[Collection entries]
################

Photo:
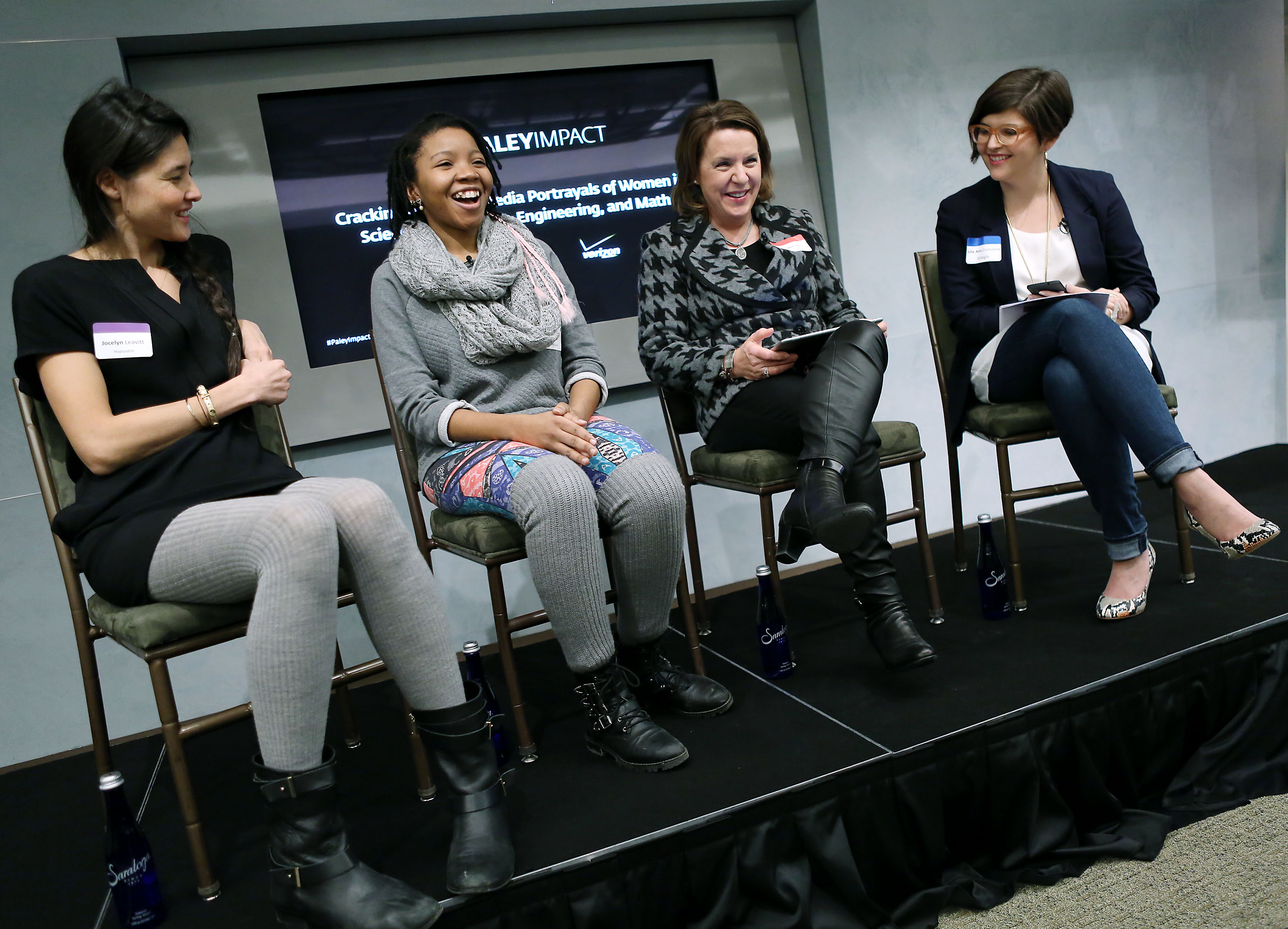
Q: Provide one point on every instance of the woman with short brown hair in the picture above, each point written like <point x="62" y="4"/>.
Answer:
<point x="715" y="284"/>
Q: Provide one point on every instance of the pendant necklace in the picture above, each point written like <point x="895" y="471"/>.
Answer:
<point x="1046" y="257"/>
<point x="738" y="246"/>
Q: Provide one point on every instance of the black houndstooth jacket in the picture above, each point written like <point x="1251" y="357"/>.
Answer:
<point x="698" y="300"/>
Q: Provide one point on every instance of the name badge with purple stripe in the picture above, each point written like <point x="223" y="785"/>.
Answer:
<point x="123" y="340"/>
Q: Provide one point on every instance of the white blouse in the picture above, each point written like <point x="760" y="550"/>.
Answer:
<point x="1061" y="265"/>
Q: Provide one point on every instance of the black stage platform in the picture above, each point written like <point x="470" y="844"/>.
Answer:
<point x="842" y="797"/>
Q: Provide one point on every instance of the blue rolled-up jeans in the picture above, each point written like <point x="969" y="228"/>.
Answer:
<point x="1103" y="400"/>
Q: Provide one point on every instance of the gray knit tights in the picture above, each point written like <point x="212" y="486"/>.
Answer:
<point x="283" y="551"/>
<point x="643" y="506"/>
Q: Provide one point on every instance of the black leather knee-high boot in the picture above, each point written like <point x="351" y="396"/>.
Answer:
<point x="315" y="882"/>
<point x="842" y="394"/>
<point x="459" y="742"/>
<point x="871" y="567"/>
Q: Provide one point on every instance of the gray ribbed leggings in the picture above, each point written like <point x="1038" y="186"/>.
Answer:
<point x="284" y="551"/>
<point x="642" y="503"/>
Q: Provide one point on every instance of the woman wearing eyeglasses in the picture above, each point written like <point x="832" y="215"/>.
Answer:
<point x="1033" y="222"/>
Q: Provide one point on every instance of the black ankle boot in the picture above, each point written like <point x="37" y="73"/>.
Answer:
<point x="892" y="633"/>
<point x="459" y="741"/>
<point x="818" y="513"/>
<point x="315" y="882"/>
<point x="616" y="725"/>
<point x="665" y="686"/>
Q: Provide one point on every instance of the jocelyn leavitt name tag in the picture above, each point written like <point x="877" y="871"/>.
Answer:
<point x="123" y="340"/>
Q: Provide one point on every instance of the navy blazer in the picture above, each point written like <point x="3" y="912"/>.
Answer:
<point x="1109" y="253"/>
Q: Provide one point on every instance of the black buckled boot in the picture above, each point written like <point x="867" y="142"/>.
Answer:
<point x="618" y="727"/>
<point x="459" y="742"/>
<point x="842" y="392"/>
<point x="315" y="882"/>
<point x="892" y="633"/>
<point x="665" y="686"/>
<point x="818" y="513"/>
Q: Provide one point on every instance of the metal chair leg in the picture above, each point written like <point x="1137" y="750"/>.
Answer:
<point x="207" y="883"/>
<point x="502" y="617"/>
<point x="1183" y="539"/>
<point x="928" y="561"/>
<point x="955" y="490"/>
<point x="426" y="789"/>
<point x="1014" y="574"/>
<point x="691" y="631"/>
<point x="771" y="543"/>
<point x="348" y="725"/>
<point x="700" y="592"/>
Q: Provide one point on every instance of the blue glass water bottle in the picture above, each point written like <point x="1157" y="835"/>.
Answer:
<point x="995" y="598"/>
<point x="132" y="873"/>
<point x="474" y="672"/>
<point x="776" y="652"/>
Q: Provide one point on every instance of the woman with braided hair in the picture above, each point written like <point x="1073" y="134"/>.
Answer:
<point x="177" y="500"/>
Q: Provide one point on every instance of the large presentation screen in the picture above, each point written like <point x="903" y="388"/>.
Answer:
<point x="588" y="160"/>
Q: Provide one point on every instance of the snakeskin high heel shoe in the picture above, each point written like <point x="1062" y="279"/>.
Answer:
<point x="1246" y="543"/>
<point x="1112" y="609"/>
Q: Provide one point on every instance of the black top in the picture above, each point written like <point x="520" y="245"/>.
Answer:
<point x="118" y="518"/>
<point x="759" y="257"/>
<point x="1109" y="254"/>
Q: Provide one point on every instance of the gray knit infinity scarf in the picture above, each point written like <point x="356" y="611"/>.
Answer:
<point x="511" y="302"/>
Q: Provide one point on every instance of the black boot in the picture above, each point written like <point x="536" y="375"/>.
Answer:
<point x="892" y="633"/>
<point x="315" y="882"/>
<point x="842" y="392"/>
<point x="616" y="725"/>
<point x="460" y="751"/>
<point x="818" y="513"/>
<point x="665" y="686"/>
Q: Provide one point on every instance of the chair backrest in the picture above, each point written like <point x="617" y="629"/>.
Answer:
<point x="681" y="418"/>
<point x="409" y="463"/>
<point x="51" y="449"/>
<point x="943" y="343"/>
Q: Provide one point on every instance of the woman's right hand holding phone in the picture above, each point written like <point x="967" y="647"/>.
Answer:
<point x="753" y="361"/>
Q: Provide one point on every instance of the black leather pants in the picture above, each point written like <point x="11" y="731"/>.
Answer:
<point x="826" y="413"/>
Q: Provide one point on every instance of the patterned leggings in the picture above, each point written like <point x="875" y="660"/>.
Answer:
<point x="476" y="477"/>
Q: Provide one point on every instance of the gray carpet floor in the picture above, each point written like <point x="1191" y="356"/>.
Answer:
<point x="1227" y="872"/>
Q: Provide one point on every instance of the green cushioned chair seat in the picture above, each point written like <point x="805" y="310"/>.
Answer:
<point x="762" y="467"/>
<point x="156" y="624"/>
<point x="479" y="534"/>
<point x="1006" y="420"/>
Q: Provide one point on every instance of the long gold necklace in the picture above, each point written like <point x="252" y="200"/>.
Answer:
<point x="1046" y="257"/>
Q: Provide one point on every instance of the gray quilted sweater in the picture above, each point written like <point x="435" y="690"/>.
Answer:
<point x="429" y="378"/>
<point x="698" y="300"/>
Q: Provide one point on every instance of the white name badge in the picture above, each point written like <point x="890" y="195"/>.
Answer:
<point x="984" y="249"/>
<point x="123" y="340"/>
<point x="792" y="244"/>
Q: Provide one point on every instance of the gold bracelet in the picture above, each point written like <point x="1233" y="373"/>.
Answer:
<point x="200" y="425"/>
<point x="209" y="404"/>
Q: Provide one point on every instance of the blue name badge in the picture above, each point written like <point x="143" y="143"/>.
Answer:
<point x="984" y="249"/>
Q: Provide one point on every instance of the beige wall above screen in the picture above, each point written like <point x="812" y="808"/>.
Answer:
<point x="755" y="62"/>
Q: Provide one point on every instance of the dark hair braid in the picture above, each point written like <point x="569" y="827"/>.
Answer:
<point x="124" y="129"/>
<point x="402" y="167"/>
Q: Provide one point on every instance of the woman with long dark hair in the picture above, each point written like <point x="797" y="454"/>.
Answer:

################

### Try it
Among the entries, find every line holding "dark" and return it.

### Task solution
Q: Provide one point on every instance of the dark hair braid in the picture above, each point written like <point x="569" y="827"/>.
Q: Provide one point on every instance of the woman with long dark hair in the picture above, each point written like <point x="797" y="454"/>.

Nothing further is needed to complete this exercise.